## To do:
In the listing below, locate the lines that hold the string "this". Copy those lines.

## Extracted entries:
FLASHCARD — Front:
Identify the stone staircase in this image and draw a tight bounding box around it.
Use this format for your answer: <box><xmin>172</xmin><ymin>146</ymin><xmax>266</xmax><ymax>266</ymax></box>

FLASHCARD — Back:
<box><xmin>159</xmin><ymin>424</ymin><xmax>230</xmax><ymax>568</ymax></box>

## Your solution:
Identify the stone staircase in this image and draw a tight bounding box around it.
Use this format for your answer: <box><xmin>172</xmin><ymin>146</ymin><xmax>266</xmax><ymax>266</ymax></box>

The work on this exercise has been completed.